→ Written exercise
Turn the items, from the line containing "of the concrete" through the line containing "[(218, 280)]", into a Markdown table. Use the columns Row and Item line, number each row, and skip any blank lines.

→ Working data

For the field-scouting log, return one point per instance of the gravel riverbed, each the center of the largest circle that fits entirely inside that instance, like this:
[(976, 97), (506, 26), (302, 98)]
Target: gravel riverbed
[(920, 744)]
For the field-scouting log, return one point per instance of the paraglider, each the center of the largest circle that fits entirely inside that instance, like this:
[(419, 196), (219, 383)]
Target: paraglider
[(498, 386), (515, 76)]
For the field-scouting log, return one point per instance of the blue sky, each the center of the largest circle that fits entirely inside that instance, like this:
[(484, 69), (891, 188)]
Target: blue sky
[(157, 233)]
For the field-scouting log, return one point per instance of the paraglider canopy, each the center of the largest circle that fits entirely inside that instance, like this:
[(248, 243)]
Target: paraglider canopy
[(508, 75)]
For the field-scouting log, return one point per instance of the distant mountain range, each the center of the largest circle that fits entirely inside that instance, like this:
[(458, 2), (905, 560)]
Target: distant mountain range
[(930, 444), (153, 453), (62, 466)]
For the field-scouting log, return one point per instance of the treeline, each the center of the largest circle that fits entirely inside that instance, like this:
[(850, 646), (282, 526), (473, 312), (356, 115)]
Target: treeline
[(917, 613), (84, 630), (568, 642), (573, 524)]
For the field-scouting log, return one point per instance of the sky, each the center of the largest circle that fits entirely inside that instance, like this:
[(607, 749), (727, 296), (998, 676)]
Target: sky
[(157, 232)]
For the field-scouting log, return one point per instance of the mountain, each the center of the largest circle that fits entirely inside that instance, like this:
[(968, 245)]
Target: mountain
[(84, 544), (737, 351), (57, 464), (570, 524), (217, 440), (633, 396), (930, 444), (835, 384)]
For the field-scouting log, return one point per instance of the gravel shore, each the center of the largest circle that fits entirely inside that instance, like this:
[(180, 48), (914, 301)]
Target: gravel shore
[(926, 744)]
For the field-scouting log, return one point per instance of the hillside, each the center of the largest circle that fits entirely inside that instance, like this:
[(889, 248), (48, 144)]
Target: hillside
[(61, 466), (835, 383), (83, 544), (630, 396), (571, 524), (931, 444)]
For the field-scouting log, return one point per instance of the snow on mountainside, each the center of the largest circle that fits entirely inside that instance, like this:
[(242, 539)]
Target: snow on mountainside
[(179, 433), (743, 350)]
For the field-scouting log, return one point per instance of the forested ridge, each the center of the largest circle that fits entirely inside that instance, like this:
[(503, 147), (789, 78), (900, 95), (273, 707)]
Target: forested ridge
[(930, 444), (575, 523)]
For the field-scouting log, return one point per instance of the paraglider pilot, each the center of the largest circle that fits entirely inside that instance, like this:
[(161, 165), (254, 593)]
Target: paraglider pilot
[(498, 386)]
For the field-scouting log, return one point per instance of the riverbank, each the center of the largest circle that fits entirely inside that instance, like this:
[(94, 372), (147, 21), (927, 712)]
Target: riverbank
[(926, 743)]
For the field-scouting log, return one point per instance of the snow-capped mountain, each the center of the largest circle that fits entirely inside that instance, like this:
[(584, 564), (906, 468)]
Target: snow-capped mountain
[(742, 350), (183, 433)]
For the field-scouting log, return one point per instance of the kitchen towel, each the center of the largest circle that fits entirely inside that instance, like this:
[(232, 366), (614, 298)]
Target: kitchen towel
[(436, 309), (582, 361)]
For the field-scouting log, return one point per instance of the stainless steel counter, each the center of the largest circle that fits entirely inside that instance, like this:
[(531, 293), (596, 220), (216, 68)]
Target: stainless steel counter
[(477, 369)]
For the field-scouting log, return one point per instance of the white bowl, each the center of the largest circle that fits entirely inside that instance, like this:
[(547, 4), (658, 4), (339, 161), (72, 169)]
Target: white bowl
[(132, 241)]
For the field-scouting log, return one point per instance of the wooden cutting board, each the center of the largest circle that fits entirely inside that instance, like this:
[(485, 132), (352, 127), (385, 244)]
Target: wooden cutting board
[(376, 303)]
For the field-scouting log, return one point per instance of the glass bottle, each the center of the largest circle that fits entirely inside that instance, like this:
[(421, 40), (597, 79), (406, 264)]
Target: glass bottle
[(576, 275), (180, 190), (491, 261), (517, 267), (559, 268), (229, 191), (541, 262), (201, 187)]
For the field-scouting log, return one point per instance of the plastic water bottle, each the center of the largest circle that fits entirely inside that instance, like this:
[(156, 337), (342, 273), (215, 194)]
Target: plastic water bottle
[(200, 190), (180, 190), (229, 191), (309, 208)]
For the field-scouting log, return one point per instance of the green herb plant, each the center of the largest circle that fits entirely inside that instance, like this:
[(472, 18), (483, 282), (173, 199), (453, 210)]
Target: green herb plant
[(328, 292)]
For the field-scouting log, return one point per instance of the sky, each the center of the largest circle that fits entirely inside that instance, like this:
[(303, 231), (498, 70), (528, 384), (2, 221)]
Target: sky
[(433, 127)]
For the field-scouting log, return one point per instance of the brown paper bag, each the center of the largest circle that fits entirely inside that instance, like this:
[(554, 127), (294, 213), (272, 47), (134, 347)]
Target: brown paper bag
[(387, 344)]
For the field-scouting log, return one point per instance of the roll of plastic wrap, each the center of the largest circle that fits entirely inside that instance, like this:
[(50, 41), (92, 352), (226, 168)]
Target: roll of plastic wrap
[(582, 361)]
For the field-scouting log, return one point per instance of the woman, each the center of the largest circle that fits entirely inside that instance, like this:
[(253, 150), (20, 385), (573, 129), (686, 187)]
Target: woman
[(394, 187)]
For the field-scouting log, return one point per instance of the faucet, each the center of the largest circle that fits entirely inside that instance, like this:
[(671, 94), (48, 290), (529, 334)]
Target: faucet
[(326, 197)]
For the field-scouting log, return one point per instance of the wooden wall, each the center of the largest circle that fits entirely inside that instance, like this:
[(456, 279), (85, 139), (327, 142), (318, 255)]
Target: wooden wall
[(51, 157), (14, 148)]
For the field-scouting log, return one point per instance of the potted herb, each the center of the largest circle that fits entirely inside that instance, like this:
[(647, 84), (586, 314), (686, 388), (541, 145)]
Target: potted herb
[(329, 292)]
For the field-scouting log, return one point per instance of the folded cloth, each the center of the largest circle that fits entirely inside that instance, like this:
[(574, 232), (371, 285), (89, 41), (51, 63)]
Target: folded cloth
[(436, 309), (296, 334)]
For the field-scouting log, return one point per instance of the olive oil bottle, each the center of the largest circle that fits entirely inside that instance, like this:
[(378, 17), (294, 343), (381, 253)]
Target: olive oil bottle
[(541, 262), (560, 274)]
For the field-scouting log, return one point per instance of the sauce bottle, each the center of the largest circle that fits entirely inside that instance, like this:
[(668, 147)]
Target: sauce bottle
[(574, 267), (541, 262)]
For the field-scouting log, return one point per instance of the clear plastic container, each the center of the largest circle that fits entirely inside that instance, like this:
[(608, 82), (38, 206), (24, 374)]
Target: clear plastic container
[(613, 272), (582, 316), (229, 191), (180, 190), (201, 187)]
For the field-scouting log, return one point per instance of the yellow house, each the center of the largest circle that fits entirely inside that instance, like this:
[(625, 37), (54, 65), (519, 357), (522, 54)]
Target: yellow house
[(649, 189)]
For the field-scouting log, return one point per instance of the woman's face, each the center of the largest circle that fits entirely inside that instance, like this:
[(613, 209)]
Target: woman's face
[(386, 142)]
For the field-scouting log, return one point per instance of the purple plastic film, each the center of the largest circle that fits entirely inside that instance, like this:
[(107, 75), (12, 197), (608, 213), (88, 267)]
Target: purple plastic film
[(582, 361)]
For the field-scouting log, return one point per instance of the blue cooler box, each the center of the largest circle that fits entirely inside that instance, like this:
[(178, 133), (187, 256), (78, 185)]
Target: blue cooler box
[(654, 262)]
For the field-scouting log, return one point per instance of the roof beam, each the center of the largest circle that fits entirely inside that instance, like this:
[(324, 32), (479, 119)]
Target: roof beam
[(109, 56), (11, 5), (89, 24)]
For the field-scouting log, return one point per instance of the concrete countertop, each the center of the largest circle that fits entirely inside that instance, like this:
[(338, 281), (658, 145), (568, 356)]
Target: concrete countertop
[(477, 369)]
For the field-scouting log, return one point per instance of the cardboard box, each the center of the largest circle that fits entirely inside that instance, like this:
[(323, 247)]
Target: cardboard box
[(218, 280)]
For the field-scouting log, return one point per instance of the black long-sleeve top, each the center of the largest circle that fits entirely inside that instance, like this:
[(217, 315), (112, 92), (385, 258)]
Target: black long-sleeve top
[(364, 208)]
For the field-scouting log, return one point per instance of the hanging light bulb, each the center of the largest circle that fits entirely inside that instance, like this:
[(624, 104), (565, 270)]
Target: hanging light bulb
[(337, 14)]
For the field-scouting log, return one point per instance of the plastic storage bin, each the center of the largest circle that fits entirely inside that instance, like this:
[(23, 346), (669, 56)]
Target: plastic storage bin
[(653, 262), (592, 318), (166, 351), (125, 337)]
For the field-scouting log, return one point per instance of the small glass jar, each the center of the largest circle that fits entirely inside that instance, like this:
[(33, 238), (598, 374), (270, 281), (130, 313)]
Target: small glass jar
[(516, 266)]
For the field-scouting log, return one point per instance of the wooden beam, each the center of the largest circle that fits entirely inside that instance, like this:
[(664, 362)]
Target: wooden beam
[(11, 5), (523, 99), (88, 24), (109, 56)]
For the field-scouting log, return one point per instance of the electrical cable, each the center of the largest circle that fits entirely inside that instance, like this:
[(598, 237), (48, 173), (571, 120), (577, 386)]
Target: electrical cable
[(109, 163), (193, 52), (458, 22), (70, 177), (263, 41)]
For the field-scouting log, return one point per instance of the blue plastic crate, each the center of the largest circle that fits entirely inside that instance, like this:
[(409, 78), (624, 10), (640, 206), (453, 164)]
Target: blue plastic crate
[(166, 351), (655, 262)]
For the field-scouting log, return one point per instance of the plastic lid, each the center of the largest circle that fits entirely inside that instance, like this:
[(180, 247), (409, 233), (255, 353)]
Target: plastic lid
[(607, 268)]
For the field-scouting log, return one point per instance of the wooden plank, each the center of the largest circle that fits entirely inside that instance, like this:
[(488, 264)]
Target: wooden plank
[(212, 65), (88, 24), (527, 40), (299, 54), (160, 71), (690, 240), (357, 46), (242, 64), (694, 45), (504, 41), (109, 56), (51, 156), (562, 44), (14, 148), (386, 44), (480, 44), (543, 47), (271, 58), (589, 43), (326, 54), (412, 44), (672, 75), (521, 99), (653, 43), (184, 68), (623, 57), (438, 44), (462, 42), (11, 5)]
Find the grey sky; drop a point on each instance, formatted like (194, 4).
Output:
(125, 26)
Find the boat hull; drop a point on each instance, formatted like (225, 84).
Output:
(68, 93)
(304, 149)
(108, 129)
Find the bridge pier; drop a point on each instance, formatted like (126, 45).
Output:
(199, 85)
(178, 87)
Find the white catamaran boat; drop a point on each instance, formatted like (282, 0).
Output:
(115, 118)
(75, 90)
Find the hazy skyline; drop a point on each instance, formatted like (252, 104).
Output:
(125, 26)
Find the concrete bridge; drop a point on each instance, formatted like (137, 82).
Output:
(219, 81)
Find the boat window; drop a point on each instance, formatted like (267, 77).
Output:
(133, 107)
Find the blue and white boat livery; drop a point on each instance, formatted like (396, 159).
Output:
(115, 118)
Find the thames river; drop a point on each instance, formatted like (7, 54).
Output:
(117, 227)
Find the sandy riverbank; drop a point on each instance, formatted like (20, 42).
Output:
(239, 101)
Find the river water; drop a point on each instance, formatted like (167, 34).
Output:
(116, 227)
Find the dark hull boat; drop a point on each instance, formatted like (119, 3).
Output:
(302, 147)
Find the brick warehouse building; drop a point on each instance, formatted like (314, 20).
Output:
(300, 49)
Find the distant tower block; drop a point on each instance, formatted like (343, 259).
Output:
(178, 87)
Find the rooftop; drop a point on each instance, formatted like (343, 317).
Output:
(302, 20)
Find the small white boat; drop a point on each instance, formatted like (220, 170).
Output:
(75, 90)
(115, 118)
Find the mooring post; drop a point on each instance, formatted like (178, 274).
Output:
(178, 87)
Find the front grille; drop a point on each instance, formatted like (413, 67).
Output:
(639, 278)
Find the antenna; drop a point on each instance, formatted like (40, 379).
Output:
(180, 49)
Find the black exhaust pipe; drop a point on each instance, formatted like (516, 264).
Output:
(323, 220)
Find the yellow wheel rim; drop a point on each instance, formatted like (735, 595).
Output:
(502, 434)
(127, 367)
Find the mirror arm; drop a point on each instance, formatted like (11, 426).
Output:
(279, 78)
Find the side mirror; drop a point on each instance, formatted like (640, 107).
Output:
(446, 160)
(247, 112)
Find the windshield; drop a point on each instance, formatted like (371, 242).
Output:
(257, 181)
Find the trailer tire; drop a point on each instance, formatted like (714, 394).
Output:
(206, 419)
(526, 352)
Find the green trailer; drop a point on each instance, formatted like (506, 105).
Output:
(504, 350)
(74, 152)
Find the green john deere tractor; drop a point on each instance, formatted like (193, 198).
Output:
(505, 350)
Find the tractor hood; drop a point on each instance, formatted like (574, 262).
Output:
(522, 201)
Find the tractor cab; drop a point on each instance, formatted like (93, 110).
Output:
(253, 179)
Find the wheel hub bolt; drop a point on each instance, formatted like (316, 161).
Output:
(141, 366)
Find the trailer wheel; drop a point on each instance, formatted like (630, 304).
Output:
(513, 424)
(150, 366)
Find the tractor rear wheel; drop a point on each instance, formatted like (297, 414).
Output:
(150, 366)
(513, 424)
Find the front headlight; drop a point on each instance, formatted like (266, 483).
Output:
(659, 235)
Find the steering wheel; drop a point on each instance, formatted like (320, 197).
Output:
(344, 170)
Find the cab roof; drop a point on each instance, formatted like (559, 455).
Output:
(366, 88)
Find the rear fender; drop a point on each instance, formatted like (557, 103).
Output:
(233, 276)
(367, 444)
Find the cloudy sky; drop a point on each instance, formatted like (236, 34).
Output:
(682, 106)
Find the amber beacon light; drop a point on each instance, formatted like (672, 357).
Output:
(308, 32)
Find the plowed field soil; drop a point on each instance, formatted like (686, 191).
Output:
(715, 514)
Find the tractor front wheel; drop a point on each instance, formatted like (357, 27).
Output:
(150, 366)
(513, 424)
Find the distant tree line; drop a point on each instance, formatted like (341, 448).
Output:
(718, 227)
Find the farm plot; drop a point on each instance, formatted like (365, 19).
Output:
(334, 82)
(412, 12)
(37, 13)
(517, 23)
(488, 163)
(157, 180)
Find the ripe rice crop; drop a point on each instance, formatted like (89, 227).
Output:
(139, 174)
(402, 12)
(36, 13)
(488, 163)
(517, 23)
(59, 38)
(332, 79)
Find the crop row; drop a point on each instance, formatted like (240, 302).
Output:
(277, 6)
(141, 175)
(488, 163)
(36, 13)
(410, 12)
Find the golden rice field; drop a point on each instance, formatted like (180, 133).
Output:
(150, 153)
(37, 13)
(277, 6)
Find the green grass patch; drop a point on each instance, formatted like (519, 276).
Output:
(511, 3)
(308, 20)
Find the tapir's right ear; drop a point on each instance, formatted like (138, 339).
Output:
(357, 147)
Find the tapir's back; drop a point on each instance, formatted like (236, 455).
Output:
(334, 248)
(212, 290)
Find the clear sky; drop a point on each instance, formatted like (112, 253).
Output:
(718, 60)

→ The completed task
| Row | Item line |
|---|---|
| 1 | For the field-scouting log, return one point per instance of the concrete countertop, each the center of the largest circle that fits entirely inside that instance, like this: |
| 2 | [(338, 281), (658, 145), (568, 356)] |
| 3 | Target: concrete countertop |
| 4 | [(477, 369)] |
| 5 | For the field-scouting log, return one point per instance of the cardboard box, each the center of the largest circle that fits entirely inside that instance, like this: |
| 6 | [(323, 247)] |
| 7 | Target: cardboard box |
| 8 | [(218, 280)] |